----- Provided material -----

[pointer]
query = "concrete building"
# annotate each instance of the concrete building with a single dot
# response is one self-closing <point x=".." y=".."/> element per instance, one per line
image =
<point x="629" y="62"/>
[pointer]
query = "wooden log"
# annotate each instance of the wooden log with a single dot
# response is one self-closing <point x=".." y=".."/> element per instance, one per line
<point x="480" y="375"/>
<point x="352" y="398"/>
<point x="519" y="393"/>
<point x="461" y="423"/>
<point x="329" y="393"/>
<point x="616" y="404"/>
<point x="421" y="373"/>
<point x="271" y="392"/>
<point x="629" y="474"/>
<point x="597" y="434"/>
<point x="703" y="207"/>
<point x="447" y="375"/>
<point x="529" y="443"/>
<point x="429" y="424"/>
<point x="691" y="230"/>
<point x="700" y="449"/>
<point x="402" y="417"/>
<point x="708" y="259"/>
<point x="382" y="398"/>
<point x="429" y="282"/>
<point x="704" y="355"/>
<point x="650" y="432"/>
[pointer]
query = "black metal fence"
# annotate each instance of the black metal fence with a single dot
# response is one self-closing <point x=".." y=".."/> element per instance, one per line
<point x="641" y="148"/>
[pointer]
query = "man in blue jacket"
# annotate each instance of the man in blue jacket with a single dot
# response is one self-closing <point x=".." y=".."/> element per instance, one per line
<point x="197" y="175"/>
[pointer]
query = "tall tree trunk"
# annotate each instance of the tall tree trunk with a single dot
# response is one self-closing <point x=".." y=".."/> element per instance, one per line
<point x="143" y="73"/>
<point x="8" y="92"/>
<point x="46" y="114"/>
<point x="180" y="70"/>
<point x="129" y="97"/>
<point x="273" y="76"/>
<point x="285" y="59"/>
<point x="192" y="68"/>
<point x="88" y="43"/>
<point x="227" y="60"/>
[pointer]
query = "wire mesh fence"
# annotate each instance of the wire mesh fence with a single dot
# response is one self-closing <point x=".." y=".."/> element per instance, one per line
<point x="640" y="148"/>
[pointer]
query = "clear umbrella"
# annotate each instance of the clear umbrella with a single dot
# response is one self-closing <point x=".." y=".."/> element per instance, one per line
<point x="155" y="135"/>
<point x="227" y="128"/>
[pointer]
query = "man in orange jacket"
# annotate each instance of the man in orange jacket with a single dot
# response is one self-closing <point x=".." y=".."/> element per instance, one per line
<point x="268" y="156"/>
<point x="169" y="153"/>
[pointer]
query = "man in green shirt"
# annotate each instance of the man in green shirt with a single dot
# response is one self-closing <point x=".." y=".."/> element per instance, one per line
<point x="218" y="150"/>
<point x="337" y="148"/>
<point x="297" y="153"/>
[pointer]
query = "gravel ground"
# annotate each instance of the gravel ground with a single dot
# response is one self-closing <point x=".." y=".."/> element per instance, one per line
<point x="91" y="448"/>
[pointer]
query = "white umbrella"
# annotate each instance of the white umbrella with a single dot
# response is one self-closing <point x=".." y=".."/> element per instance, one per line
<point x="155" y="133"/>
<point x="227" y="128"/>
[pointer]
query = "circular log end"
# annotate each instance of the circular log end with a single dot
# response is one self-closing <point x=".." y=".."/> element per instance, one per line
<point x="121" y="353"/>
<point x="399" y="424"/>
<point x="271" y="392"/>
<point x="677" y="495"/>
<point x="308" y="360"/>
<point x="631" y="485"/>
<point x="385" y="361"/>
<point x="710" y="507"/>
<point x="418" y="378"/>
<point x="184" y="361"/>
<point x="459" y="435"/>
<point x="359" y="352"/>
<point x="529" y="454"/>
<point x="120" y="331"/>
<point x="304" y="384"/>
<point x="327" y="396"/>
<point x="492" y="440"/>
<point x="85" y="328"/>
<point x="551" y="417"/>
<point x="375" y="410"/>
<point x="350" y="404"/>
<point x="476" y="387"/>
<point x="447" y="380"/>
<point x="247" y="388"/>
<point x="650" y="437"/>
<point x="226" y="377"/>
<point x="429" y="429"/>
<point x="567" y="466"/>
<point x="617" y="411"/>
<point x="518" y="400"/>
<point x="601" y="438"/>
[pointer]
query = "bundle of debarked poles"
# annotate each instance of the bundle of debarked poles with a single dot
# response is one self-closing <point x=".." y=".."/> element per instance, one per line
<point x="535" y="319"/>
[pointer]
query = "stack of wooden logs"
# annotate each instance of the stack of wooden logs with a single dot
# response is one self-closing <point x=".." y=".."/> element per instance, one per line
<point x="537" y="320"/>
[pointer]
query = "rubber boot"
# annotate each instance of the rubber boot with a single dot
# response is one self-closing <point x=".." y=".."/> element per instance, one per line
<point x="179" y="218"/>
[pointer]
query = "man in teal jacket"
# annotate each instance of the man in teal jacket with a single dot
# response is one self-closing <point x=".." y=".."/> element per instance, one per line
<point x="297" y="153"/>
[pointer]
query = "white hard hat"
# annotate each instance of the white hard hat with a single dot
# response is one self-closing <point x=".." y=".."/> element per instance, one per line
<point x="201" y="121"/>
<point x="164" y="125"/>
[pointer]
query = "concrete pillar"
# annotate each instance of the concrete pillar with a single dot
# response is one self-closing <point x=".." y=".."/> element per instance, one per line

-----

(Direction): Every line of the records above needs to be given again exactly.

(The completed task):
[pointer]
query = "concrete building"
# annotate each instance of the concrete building with a single dot
# response is one self-closing <point x=".." y=".."/> element per instance, one per line
image =
<point x="629" y="62"/>
[pointer]
query = "wooden log"
# annotate each instance of the wooden log with a single dot
# response is one self-closing <point x=".." y=".."/> element per instance, one per line
<point x="480" y="375"/>
<point x="352" y="398"/>
<point x="519" y="393"/>
<point x="461" y="423"/>
<point x="329" y="393"/>
<point x="616" y="404"/>
<point x="421" y="373"/>
<point x="271" y="392"/>
<point x="629" y="474"/>
<point x="597" y="434"/>
<point x="703" y="207"/>
<point x="447" y="375"/>
<point x="529" y="443"/>
<point x="429" y="424"/>
<point x="691" y="230"/>
<point x="700" y="449"/>
<point x="402" y="417"/>
<point x="708" y="259"/>
<point x="382" y="398"/>
<point x="429" y="282"/>
<point x="704" y="355"/>
<point x="650" y="432"/>
[pointer]
query = "black metal fence"
# annotate each instance of the black metal fence with a single dot
# response is one self-closing <point x=".." y=".."/> element per instance, one per line
<point x="641" y="148"/>
[pointer]
query = "man in blue jacket"
# annotate each instance of the man in blue jacket with a single dot
# response is one self-closing <point x=".." y=".."/> element per instance, one per line
<point x="197" y="175"/>
[pointer]
query = "tall tree trunk"
# annotate each instance of the tall tree trunk with a single dot
# response is one self-closing <point x=".." y=".."/> element per instance, one per line
<point x="143" y="73"/>
<point x="8" y="92"/>
<point x="46" y="114"/>
<point x="180" y="70"/>
<point x="129" y="97"/>
<point x="273" y="76"/>
<point x="285" y="59"/>
<point x="192" y="68"/>
<point x="88" y="43"/>
<point x="227" y="60"/>
[pointer]
query = "wire mesh fence"
# annotate each instance of the wire mesh fence with a single dot
# response is one self-closing <point x=".." y=".."/> element per instance, one per line
<point x="640" y="148"/>
[pointer]
query = "clear umbrella"
# annotate each instance of the clear umbrella with a single dot
# response is one self-closing <point x=".." y=".."/> element per instance, one per line
<point x="155" y="135"/>
<point x="227" y="128"/>
[pointer]
query = "man in orange jacket"
# annotate each instance of the man in orange jacket with a single dot
# response is one self-closing <point x=".." y=".."/> element per instance, one per line
<point x="268" y="156"/>
<point x="169" y="153"/>
[pointer]
query = "man in green shirt"
# annotate each instance of the man in green shirt with a single dot
# response is one self-closing <point x=".." y=".."/> element per instance, one per line
<point x="218" y="150"/>
<point x="337" y="148"/>
<point x="297" y="153"/>
[pointer]
query = "gravel ground"
# annotate each instance of the gravel ground with a single dot
# response is one self-closing <point x=".." y=".."/> element per instance, one per line
<point x="91" y="448"/>
[pointer]
query = "white umbrella"
# annotate each instance of the white umbrella with a single dot
# response is one self-closing <point x=".." y=".."/> element per instance, one per line
<point x="155" y="133"/>
<point x="227" y="128"/>
[pointer]
query = "circular log end"
# annotate each instance of the circular log end with a single dot
# response is one self-closing <point x=".." y=".."/> element per instance, one per line
<point x="121" y="353"/>
<point x="399" y="424"/>
<point x="271" y="392"/>
<point x="677" y="495"/>
<point x="308" y="360"/>
<point x="631" y="485"/>
<point x="385" y="361"/>
<point x="710" y="507"/>
<point x="418" y="378"/>
<point x="184" y="361"/>
<point x="459" y="435"/>
<point x="359" y="352"/>
<point x="529" y="454"/>
<point x="120" y="331"/>
<point x="304" y="384"/>
<point x="327" y="396"/>
<point x="492" y="440"/>
<point x="85" y="328"/>
<point x="551" y="417"/>
<point x="375" y="410"/>
<point x="350" y="404"/>
<point x="476" y="387"/>
<point x="447" y="380"/>
<point x="247" y="388"/>
<point x="650" y="437"/>
<point x="226" y="377"/>
<point x="429" y="429"/>
<point x="567" y="466"/>
<point x="617" y="411"/>
<point x="518" y="400"/>
<point x="601" y="438"/>
[pointer]
query = "bundle of debarked poles"
# annotate each instance of the bundle of debarked poles with a single dot
# response is one self-closing <point x=".." y=".."/> element per instance, one per line
<point x="535" y="319"/>
[pointer]
query = "stack of wooden logs"
# annotate each instance of the stack of wooden logs with a single dot
# response is one self-closing <point x=".." y=".."/> element per instance, one per line
<point x="537" y="320"/>
[pointer]
query = "rubber boot"
# annotate each instance of the rubber boot with a single dot
# response is one self-closing <point x=".." y=".."/> element per instance, one per line
<point x="179" y="218"/>
[pointer]
query = "man in teal jacket"
# annotate each instance of the man in teal jacket with a single dot
# response is one self-closing <point x=".." y=".."/> element per instance, one per line
<point x="297" y="153"/>
[pointer]
query = "white hard hat"
# annotate each instance of the white hard hat with a single dot
# response is one self-closing <point x=".." y=".."/> element per instance, one per line
<point x="201" y="121"/>
<point x="164" y="125"/>
[pointer]
query = "concrete pillar"
# annotate each instance of the concrete pillar with a single dot
# response is one self-closing <point x=".." y=".."/> element per instance, one per line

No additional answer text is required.